→ **Goal of the exercise**:
Retype exactly, and only, the lines from the one that contains "Thank you for the photo. Please point out the rock and" through the final line of the entries.

→ **Task material**:
● ● ●

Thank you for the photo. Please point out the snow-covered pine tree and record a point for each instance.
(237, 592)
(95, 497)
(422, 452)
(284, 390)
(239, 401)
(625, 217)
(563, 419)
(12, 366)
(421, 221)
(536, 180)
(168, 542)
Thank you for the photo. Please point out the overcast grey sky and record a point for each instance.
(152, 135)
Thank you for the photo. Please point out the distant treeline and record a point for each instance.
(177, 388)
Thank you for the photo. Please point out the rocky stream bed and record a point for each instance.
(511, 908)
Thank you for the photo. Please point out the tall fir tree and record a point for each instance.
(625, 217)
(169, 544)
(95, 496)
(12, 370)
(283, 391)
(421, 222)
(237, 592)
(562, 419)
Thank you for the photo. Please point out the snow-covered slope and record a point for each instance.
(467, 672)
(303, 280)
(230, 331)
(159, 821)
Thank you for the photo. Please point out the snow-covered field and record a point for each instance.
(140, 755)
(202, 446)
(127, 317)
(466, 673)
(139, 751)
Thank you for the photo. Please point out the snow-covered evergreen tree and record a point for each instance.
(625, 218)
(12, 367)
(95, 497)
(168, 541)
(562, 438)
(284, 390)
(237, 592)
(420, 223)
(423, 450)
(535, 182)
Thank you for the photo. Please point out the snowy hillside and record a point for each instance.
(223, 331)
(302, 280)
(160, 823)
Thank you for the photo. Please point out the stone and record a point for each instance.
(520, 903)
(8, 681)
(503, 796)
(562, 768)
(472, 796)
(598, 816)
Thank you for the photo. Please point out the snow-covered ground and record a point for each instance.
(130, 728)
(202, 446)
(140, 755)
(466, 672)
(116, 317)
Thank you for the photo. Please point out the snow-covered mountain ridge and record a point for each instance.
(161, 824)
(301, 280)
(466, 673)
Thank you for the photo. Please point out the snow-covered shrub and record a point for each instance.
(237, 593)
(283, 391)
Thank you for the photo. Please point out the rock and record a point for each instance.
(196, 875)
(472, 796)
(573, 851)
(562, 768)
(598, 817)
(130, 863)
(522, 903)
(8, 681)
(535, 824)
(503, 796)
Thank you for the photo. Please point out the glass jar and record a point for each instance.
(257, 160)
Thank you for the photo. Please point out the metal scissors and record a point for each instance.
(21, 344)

● ● ●

→ **Solution to this task**:
Thank you for the photo. Please point out the rock and record a point for each instance.
(196, 875)
(472, 796)
(573, 851)
(562, 768)
(598, 817)
(130, 863)
(522, 903)
(8, 681)
(535, 824)
(503, 796)
Thank you for the photo. Please point out the glass jar and record a point for each instance.
(257, 160)
Thank you for the photo. Please point out the metal scissors and record a point for each instance.
(21, 344)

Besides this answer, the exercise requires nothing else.